• Source information:
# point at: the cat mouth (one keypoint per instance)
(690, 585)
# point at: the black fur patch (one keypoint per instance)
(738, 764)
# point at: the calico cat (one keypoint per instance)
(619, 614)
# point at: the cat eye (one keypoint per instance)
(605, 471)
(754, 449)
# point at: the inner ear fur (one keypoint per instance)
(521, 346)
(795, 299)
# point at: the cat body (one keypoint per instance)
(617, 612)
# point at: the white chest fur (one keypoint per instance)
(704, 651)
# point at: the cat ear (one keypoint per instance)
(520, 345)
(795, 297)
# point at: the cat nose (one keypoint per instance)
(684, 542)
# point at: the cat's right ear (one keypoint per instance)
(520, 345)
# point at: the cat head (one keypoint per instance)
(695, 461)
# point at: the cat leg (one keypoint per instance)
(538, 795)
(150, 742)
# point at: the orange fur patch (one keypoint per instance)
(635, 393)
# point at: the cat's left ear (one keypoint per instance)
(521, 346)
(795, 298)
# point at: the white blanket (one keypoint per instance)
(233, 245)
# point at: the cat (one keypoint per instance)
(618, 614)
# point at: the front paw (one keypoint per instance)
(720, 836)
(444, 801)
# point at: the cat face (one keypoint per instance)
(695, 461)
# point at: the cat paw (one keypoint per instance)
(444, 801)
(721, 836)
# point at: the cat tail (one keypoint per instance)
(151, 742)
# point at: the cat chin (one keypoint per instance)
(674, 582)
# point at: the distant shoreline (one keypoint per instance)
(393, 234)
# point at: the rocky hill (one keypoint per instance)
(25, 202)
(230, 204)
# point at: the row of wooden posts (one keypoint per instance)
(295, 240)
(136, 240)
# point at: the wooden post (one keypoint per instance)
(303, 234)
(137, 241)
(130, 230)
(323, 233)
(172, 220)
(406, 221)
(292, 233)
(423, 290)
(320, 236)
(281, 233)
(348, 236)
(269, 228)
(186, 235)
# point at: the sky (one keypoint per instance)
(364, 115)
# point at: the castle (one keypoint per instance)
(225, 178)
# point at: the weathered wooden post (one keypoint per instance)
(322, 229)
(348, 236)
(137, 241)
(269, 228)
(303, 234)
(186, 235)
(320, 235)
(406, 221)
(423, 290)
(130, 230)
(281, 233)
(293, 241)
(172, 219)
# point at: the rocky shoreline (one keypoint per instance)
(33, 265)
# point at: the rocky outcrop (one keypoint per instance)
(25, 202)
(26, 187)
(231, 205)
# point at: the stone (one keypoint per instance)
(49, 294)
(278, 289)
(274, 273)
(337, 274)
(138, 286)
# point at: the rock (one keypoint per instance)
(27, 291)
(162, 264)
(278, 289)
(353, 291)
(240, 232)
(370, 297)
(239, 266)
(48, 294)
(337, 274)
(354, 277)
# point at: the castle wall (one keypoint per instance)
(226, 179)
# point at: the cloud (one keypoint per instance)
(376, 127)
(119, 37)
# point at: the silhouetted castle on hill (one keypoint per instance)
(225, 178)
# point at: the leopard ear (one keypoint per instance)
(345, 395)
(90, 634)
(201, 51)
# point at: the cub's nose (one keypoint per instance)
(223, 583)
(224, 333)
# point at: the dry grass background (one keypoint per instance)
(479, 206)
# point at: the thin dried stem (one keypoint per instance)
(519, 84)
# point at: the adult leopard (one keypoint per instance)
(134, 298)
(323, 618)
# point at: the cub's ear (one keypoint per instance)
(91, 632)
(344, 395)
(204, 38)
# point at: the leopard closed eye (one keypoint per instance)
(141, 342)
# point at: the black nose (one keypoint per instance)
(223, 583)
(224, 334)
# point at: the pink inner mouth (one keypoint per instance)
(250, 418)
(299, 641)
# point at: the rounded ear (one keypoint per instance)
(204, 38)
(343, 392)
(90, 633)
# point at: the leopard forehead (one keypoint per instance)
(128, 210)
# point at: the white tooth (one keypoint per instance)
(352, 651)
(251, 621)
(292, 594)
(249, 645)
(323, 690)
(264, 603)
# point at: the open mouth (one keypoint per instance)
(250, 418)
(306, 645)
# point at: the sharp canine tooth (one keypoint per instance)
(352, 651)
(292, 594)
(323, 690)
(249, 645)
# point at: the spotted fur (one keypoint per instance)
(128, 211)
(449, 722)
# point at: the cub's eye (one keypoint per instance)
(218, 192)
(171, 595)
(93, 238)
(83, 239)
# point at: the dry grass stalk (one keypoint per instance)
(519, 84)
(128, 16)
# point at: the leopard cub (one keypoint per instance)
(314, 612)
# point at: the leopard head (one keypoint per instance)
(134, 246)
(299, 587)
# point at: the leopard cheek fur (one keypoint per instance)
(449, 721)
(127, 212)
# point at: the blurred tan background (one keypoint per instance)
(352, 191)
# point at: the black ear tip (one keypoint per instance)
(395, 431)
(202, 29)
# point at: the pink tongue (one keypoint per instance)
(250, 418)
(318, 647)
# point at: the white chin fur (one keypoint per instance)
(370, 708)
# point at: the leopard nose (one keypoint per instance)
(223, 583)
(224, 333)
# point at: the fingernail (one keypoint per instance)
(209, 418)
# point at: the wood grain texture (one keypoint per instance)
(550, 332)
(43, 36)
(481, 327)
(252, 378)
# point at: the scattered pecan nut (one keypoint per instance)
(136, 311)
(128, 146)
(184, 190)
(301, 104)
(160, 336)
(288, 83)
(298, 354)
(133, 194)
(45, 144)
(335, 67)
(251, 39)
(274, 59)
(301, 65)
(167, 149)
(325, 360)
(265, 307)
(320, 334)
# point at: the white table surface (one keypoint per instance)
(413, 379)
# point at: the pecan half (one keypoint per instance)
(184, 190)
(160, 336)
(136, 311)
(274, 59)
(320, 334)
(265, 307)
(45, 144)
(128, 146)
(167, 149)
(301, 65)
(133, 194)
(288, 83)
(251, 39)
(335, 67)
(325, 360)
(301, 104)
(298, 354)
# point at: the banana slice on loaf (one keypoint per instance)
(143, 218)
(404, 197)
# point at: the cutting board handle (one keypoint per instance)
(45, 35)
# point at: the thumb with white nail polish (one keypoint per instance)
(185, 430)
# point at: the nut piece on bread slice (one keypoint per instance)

• What is required: Output the whole listing above again, word for word.

• Exercise solution:
# point at: the cat mouth (one keypoint per instance)
(690, 585)
# point at: the black fur patch (one keypoint per instance)
(738, 764)
# point at: the calico cat (one keypoint per instance)
(619, 614)
# point at: the cat eye (one keypoint per instance)
(605, 471)
(754, 449)
# point at: the inner ear fur (one keypoint per instance)
(521, 346)
(795, 299)
# point at: the cat body (one keypoint per instance)
(617, 612)
# point at: the white chest fur (one keypoint per instance)
(704, 651)
# point at: the cat ear (one keypoint per instance)
(520, 345)
(795, 297)
# point at: the cat nose (one keypoint per instance)
(684, 542)
# point at: the cat's right ear (one keypoint per instance)
(520, 345)
# point at: the cat head (one keypoint per instance)
(695, 461)
# point at: the cat leg (one keypoint per instance)
(538, 795)
(150, 742)
# point at: the orange fur patch (one keypoint per instance)
(635, 393)
# point at: the cat's left ear (one keypoint per instance)
(521, 346)
(795, 298)
# point at: the white blanket (one keypoint per instance)
(233, 245)
# point at: the cat (one keypoint per instance)
(618, 614)
# point at: the front paw (one keypoint per instance)
(720, 836)
(444, 801)
# point at: the cat face (one keypoint per instance)
(695, 461)
# point at: the cat paw (one keypoint per instance)
(444, 801)
(721, 836)
# point at: the cat tail (one keypoint per instance)
(151, 742)
# point at: the cat chin (one keypoint per instance)
(674, 582)
# point at: the distant shoreline (one keypoint per instance)
(393, 234)
# point at: the rocky hill (one keypoint per instance)
(25, 202)
(230, 204)
# point at: the row of wooden posts (one keypoint per instance)
(295, 240)
(136, 240)
# point at: the wooden post (one keypoint per instance)
(303, 234)
(137, 241)
(130, 230)
(323, 233)
(172, 220)
(406, 221)
(292, 233)
(423, 290)
(320, 236)
(281, 233)
(348, 236)
(269, 228)
(186, 235)
# point at: the sky (one keypoint per instance)
(364, 115)
# point at: the castle (one keypoint per instance)
(225, 178)
# point at: the weathered wooden post (one keypoint per instance)
(322, 229)
(348, 236)
(137, 241)
(269, 228)
(303, 234)
(186, 235)
(320, 235)
(406, 221)
(423, 290)
(130, 230)
(281, 233)
(293, 241)
(172, 219)
# point at: the rocky shoreline (one keypoint per instance)
(33, 265)
# point at: the rocky outcrop (one keypoint per instance)
(25, 202)
(26, 187)
(231, 205)
# point at: the stone (one keypoint per instance)
(49, 294)
(278, 289)
(274, 273)
(337, 274)
(138, 286)
# point at: the rock (one keypoint per instance)
(27, 291)
(162, 264)
(278, 289)
(353, 291)
(240, 232)
(370, 297)
(239, 266)
(48, 294)
(337, 274)
(354, 277)
# point at: the castle wall (one keypoint per instance)
(226, 179)
# point at: the cloud (one keypoint per instance)
(376, 127)
(119, 37)
# point at: the silhouetted castle on hill (one keypoint per instance)
(225, 178)
# point at: the leopard ear (one keypoint per instance)
(345, 395)
(90, 634)
(201, 51)
# point at: the cub's nose (one keypoint per instance)
(223, 583)
(224, 333)
# point at: the dry grass background (one keypoint per instance)
(479, 206)
# point at: the thin dried stem (one keypoint per instance)
(519, 84)
# point at: the adult leopard (one keypoint per instance)
(134, 298)
(323, 618)
# point at: the cub's ear (one keypoint per instance)
(91, 632)
(344, 395)
(204, 38)
# point at: the leopard closed eye (one keypoint per instance)
(141, 342)
# point at: the black nose (one keypoint per instance)
(223, 583)
(224, 334)
# point at: the pink inner mouth (one keypoint per instance)
(250, 418)
(299, 641)
# point at: the rounded ear (one keypoint per instance)
(204, 38)
(343, 392)
(90, 633)
# point at: the leopard forehead (one keypoint per instance)
(128, 210)
# point at: the white tooth (one keypoint per instance)
(352, 651)
(251, 621)
(292, 594)
(249, 645)
(323, 690)
(264, 603)
# point at: the open mouth (one keypoint per instance)
(250, 418)
(306, 645)
# point at: the sharp canine tooth (one keypoint per instance)
(352, 651)
(292, 594)
(323, 690)
(249, 645)
# point at: the spotted fur (one keypoint per instance)
(128, 211)
(449, 722)
# point at: the cub's eye (one keypoint per instance)
(218, 192)
(171, 595)
(93, 238)
(83, 239)
# point at: the dry grass stalk (one keypoint per instance)
(519, 84)
(128, 16)
# point at: the leopard cub (one keypoint per instance)
(314, 612)
# point at: the leopard head (one keypoint per instance)
(134, 246)
(299, 587)
# point at: the leopard cheek fur (one keypoint per instance)
(449, 721)
(127, 212)
# point at: the blurred tan background (one keypoint per instance)
(352, 191)
# point at: the black ear tip (one keypoint per instance)
(395, 431)
(202, 29)
# point at: the pink tongue (one keypoint per instance)
(250, 418)
(318, 647)
# point at: the white chin fur (one keypoint per instance)
(370, 708)
# point at: the leopard nose (one keypoint per instance)
(223, 583)
(224, 333)
# point at: the fingernail (one keypoint per instance)
(209, 418)
# point at: the wood grain texture (one keypoint per instance)
(550, 332)
(43, 36)
(481, 327)
(252, 378)
# point at: the scattered pecan nut (one keypoint per instance)
(136, 311)
(128, 146)
(184, 190)
(301, 104)
(160, 336)
(288, 83)
(298, 354)
(133, 194)
(45, 144)
(335, 67)
(251, 39)
(274, 59)
(301, 65)
(167, 149)
(325, 360)
(265, 307)
(320, 334)
# point at: the white table surface (one keypoint per instance)
(413, 379)
# point at: the pecan half (one keypoint per instance)
(184, 190)
(160, 336)
(136, 311)
(274, 59)
(320, 334)
(265, 307)
(45, 144)
(128, 146)
(167, 149)
(301, 65)
(133, 194)
(288, 83)
(251, 39)
(335, 67)
(325, 360)
(301, 104)
(298, 354)
# point at: the banana slice on loaf (one keypoint per instance)
(143, 218)
(404, 197)
# point at: the cutting board handle (one keypoint per instance)
(45, 35)
# point at: the thumb with white nail polish (one keypoint per instance)
(185, 430)
# point at: the nut piece on bread slice (one keypoint per instance)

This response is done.